STATED EXERCISE: Drop the images; return everything else in the listing below exactly.

Stored records

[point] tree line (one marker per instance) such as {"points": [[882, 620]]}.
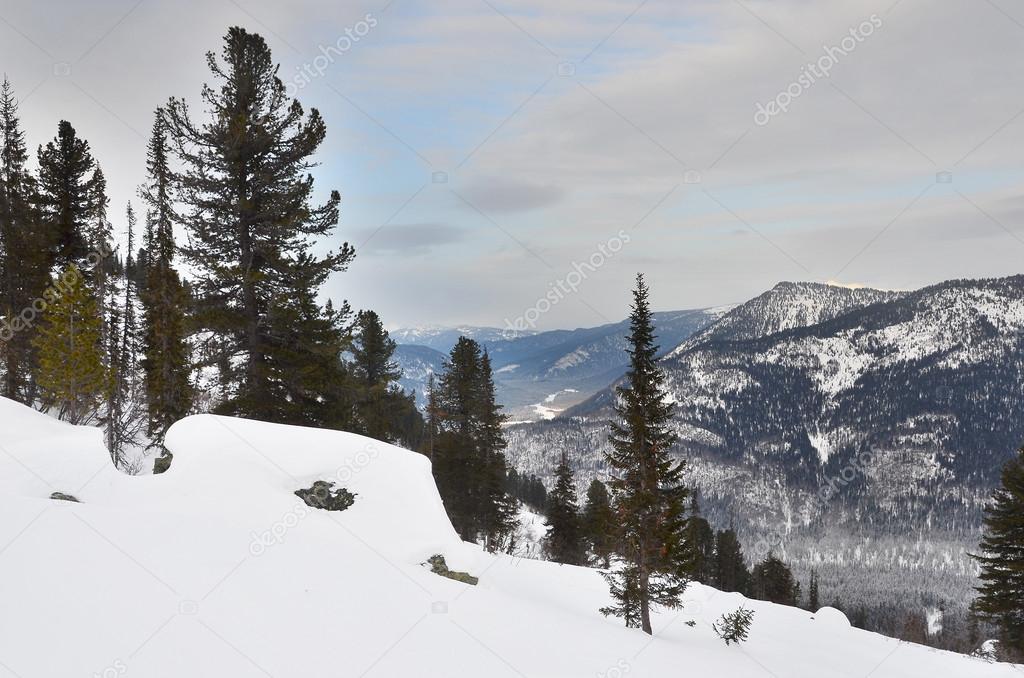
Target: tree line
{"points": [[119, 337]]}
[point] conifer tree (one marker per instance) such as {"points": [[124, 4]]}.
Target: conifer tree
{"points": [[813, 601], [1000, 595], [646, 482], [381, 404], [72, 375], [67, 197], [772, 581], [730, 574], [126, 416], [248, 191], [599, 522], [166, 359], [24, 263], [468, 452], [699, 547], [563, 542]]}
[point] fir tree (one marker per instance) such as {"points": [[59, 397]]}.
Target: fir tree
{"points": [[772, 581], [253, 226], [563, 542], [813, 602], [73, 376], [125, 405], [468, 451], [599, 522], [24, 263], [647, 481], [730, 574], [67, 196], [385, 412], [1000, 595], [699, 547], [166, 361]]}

TASK ANSWER:
[point] tree line (one marker per instance) such as {"points": [[882, 620]]}.
Target: tree line
{"points": [[119, 337]]}
[point] conifer tree (one marker per instance) such as {"points": [[124, 4]]}.
Target: conifer tree
{"points": [[813, 601], [1000, 595], [646, 482], [381, 404], [72, 375], [67, 197], [772, 581], [730, 574], [126, 416], [248, 191], [599, 522], [166, 359], [24, 263], [468, 452], [699, 547], [563, 542]]}
[point] fir tree (one marker per instance) such as {"points": [[59, 397]]}.
Target: fir tree
{"points": [[772, 581], [253, 226], [563, 542], [813, 602], [73, 376], [125, 405], [468, 451], [599, 522], [24, 263], [647, 481], [730, 574], [67, 196], [385, 412], [1000, 595], [699, 547], [166, 361]]}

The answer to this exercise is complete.